- _Task description_:
Reproduce every one of the rows below line for line, without changing a character.

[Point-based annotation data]
· · · · · · ·

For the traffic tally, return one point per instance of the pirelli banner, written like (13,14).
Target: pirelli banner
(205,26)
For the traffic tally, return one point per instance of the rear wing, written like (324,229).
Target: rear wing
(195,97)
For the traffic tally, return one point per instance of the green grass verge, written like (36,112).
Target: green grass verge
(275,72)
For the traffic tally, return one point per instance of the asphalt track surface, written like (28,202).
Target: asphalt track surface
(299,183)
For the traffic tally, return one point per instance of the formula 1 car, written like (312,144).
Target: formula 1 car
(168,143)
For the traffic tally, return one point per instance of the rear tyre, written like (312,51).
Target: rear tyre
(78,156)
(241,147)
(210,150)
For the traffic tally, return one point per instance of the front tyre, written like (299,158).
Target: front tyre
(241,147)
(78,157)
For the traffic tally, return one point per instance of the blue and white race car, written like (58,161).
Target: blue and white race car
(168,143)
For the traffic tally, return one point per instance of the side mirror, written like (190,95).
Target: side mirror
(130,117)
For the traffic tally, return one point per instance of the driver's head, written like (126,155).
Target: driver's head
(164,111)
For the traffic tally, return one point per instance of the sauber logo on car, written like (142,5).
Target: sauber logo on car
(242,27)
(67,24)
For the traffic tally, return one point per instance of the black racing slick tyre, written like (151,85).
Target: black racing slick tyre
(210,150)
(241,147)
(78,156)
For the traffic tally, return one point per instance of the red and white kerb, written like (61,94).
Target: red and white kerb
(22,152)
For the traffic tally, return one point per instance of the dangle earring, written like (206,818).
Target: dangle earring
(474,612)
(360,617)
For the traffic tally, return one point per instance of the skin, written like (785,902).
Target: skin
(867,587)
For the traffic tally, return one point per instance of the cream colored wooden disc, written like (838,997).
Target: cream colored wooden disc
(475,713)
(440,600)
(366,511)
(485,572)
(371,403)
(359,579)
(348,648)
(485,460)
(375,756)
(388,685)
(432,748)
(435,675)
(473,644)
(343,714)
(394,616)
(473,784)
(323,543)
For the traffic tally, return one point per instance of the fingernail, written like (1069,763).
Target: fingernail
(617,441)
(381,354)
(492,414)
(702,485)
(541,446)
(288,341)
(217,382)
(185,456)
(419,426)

· · · · · · ·

- _Result for this task_:
For the traffic tally, return one point per instance of the pirelli banner, written like (13,14).
Target: pirelli banner
(205,26)
For the traffic tally, return one point per instance of the rear wing, written like (324,229).
Target: rear wing
(195,97)
For the traffic tally, return one point per instance of the green grass verge, written like (36,112).
Target: green grass verge
(275,72)
For the traffic tally, return one point per instance of the asphalt track surface, written like (28,202).
Target: asphalt track surface
(299,183)
For the traffic tally, return one point per instance of the formula 1 car, written like (312,144).
Target: formula 1 car
(168,143)
For the traffic tally, return one point per instance of the rear tyre, written like (312,51).
Target: rear tyre
(78,156)
(241,147)
(210,150)
For the traffic tally, return one point per instance of the front tyre, written like (299,158).
Target: front tyre
(241,147)
(78,157)
For the traffic tally, return one point per instance of the blue and white race car, written like (58,161).
Target: blue and white race car
(168,143)
For the traffic tally, return one point per instance of the side mirror, written like (190,95).
Target: side mirror
(130,117)
For the traffic tally, return one point per instance of the driver's head, written like (126,155).
Target: driver's head
(164,111)
For the traffic tally, return one point per instance of the sauber logo on car, written like (142,5).
Target: sauber logo on car
(242,27)
(67,24)
For the traffic tally, return one point per instance of the black racing slick tyre, written like (151,85).
Target: black racing slick tyre
(210,150)
(241,147)
(78,156)
For the traffic tally, return one point per instance of the red and white kerb, written like (61,94).
Target: red and white kerb
(22,152)
For the traffic tally, return one point per instance of the dangle earring, written like (206,818).
Target: dangle earring
(474,612)
(360,617)
For the traffic tally, return one point per instance of the skin, written like (785,902).
Target: skin
(867,587)
For the traffic tally, return one point per instance of the cream colored wooden disc, written like (838,997).
Target: cream colored wooden disc
(475,713)
(440,600)
(366,511)
(485,572)
(371,403)
(359,579)
(348,648)
(485,460)
(375,756)
(388,685)
(432,748)
(435,675)
(473,644)
(343,714)
(394,616)
(473,784)
(323,543)
For the traffic tally, return one point per instance of the fingernail, written like (1069,763).
Target: fingernail
(617,441)
(381,354)
(492,414)
(702,485)
(541,446)
(288,341)
(217,382)
(185,456)
(419,426)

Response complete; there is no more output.